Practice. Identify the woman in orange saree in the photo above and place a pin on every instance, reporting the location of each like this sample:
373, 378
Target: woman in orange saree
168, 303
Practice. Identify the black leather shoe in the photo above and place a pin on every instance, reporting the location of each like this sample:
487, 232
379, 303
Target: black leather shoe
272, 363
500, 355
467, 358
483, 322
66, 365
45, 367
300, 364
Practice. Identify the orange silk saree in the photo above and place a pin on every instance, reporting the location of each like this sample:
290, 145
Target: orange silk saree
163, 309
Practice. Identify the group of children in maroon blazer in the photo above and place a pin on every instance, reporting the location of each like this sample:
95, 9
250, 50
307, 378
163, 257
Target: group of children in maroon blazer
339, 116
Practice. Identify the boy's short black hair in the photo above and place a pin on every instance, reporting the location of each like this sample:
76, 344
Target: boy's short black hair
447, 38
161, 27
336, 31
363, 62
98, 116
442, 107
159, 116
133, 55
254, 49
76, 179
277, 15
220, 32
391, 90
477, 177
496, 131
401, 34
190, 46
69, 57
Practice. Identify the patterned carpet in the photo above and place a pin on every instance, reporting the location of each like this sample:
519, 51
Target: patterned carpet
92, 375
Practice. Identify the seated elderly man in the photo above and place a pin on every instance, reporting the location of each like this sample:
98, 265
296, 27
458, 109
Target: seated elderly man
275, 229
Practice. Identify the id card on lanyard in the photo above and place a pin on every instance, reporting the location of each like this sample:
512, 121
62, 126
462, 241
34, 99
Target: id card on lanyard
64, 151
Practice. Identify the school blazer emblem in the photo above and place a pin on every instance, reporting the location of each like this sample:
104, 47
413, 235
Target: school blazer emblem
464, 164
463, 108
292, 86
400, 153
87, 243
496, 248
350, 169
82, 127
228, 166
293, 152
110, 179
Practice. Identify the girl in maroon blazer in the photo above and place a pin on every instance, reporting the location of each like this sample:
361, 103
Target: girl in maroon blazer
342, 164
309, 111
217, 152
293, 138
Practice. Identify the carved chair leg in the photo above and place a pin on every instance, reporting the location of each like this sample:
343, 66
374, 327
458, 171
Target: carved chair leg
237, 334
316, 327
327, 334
==
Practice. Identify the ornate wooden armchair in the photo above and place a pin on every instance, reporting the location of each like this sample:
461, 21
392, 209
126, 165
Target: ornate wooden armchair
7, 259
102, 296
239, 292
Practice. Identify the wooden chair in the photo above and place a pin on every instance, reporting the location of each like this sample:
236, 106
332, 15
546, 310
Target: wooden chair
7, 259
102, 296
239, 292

**DIRECTION**
Count the lines in the entries above that contain the word "shoe", treating uppercase and lowercase as different, and give only the number.

**OUTPUT BELOW**
2